Records provided:
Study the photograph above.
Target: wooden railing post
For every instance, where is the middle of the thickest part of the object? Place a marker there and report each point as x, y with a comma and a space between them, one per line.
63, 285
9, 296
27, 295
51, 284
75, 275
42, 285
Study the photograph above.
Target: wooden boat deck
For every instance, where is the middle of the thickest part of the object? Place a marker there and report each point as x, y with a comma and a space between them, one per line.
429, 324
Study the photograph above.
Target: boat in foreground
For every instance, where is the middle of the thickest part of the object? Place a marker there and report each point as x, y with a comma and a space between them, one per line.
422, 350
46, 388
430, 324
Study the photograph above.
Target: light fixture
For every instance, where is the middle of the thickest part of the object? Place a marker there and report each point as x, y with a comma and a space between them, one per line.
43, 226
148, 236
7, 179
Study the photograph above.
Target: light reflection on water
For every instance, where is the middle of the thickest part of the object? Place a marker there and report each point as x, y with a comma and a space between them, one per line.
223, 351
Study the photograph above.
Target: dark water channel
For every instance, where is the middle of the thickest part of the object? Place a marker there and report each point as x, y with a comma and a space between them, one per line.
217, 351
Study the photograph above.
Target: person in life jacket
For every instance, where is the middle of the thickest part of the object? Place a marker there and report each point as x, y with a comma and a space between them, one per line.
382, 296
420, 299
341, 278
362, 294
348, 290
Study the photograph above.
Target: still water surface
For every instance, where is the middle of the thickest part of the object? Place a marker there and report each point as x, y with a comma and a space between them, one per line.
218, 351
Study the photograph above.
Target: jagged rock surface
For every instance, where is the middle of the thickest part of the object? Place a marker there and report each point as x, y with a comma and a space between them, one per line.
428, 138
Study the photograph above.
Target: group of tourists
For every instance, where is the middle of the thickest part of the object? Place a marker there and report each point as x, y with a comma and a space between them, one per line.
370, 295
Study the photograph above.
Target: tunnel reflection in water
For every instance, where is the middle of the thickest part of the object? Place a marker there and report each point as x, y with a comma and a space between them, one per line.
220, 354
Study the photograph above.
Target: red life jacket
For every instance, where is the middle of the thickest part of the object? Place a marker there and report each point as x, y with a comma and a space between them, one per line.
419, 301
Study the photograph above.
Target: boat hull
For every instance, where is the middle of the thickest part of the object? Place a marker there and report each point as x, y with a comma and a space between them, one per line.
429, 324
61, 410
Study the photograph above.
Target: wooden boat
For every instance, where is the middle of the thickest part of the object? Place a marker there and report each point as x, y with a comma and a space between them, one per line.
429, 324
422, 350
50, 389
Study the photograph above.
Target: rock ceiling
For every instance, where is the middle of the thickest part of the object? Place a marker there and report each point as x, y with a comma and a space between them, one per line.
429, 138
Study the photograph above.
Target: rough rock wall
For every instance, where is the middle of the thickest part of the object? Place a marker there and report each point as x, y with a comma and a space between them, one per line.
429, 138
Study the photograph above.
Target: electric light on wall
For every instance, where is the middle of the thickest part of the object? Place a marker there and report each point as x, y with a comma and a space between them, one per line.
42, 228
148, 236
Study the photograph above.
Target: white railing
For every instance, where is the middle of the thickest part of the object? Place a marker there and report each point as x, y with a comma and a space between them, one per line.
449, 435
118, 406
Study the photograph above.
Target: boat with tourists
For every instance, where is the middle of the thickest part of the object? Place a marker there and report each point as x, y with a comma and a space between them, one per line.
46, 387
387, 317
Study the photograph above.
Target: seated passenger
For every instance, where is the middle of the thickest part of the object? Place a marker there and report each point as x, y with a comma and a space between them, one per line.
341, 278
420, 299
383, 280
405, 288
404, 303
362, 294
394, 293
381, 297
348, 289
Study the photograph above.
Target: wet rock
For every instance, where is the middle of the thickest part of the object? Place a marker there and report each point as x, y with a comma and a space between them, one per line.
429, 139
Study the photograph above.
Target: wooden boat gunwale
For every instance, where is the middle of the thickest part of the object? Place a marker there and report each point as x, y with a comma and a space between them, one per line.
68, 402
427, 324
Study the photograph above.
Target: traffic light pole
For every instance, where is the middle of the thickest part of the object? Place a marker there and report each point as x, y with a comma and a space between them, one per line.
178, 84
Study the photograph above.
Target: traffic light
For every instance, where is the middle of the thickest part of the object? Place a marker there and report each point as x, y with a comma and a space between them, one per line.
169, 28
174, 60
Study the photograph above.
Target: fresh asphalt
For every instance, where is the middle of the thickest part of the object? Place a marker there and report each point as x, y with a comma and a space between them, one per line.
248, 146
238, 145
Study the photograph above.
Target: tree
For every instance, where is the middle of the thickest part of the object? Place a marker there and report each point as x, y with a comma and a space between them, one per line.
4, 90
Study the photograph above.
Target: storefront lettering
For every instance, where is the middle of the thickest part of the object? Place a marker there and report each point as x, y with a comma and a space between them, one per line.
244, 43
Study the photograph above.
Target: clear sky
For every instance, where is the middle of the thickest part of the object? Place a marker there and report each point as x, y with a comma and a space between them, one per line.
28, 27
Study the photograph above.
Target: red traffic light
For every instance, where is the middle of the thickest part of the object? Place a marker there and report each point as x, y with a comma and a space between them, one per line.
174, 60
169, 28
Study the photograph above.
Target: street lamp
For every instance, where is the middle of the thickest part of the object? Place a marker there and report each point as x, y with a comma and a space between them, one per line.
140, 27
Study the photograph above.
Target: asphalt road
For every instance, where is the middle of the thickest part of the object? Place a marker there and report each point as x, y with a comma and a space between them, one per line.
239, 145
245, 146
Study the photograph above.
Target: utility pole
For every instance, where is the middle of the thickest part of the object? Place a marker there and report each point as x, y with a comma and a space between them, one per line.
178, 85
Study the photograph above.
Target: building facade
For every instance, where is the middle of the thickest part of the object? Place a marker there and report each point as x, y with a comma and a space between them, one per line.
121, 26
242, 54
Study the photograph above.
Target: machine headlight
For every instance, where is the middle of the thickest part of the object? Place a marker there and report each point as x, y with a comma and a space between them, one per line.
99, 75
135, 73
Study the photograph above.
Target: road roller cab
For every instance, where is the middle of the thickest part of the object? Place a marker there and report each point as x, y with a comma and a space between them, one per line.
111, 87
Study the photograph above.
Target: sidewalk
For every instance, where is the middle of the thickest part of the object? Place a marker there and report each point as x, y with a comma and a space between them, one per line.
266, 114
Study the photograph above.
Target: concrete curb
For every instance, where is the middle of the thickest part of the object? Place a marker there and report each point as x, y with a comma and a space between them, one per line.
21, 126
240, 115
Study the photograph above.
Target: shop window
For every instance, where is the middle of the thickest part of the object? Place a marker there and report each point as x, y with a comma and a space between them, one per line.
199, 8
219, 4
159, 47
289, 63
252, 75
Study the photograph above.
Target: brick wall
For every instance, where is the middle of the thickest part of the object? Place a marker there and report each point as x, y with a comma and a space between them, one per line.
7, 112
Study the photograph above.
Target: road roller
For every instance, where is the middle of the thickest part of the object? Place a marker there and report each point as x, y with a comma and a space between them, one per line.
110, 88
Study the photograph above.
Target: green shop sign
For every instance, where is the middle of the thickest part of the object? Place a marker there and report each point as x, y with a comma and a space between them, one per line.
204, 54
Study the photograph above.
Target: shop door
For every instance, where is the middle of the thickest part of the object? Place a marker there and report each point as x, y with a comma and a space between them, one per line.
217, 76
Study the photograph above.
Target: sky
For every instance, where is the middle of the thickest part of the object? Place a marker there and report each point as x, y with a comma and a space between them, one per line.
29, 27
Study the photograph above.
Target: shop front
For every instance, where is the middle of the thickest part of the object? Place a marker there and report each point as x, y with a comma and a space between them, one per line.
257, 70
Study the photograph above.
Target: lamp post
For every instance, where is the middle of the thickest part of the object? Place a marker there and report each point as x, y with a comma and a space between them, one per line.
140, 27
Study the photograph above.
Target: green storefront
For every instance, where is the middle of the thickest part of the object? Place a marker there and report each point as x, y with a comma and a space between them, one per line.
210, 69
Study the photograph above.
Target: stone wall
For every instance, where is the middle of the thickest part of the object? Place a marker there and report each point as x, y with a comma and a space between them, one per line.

What to produce: Gather every line above that contains the string "pole", copying each one in full. Case matters.

Expected answer:
Target: traffic light pole
Target: utility pole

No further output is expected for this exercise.